Assignment
An exact copy is needed of the lines from the line holding "Target: distant hillside" through the final line of the listing below, both included.

Task data
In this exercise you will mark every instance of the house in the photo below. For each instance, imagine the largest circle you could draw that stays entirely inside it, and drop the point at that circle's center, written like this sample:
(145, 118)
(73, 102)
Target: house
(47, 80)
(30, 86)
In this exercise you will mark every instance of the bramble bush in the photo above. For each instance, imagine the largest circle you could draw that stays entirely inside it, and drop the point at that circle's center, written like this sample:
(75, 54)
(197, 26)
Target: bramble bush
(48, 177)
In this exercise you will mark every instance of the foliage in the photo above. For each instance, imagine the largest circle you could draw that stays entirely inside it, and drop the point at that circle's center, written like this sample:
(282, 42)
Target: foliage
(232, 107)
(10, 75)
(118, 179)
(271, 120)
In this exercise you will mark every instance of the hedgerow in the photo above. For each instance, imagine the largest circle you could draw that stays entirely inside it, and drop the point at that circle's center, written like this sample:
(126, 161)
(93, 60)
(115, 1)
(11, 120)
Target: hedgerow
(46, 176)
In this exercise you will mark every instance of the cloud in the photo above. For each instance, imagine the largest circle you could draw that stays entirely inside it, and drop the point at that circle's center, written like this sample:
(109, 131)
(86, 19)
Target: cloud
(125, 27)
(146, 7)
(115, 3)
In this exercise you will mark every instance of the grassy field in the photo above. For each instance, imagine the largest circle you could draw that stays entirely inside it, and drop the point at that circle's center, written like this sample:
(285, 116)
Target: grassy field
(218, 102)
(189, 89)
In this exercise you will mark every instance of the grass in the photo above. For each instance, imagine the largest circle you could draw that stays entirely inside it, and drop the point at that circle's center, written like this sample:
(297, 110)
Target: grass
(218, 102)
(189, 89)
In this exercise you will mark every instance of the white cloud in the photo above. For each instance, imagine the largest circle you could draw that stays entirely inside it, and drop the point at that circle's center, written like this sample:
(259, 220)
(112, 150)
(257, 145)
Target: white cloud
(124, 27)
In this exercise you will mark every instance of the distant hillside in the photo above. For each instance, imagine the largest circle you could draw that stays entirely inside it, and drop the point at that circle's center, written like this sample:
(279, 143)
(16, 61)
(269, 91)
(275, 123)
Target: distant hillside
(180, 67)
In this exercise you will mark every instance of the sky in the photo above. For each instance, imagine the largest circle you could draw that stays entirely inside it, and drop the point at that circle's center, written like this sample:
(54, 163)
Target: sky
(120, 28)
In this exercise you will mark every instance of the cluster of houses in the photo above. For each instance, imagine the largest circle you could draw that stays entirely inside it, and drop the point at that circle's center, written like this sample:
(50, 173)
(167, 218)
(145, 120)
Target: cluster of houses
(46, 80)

Response to this exercise
Target: distant hillside
(180, 67)
In this exercise you will mark every instance of the sky in the photo above. For each instance, imagine the largest circle you could draw that stays entirely inside it, and drop the point at that circle's center, written like this sample:
(54, 163)
Target: sky
(120, 28)
In this exercise you will mark every instance of the cluster of houses in the photo above. For each instance, imagine the largest circle you could draw that stays entirely inside it, and drop the point at that circle's center, written like this sample:
(50, 173)
(167, 218)
(145, 120)
Target: cluster of houses
(46, 80)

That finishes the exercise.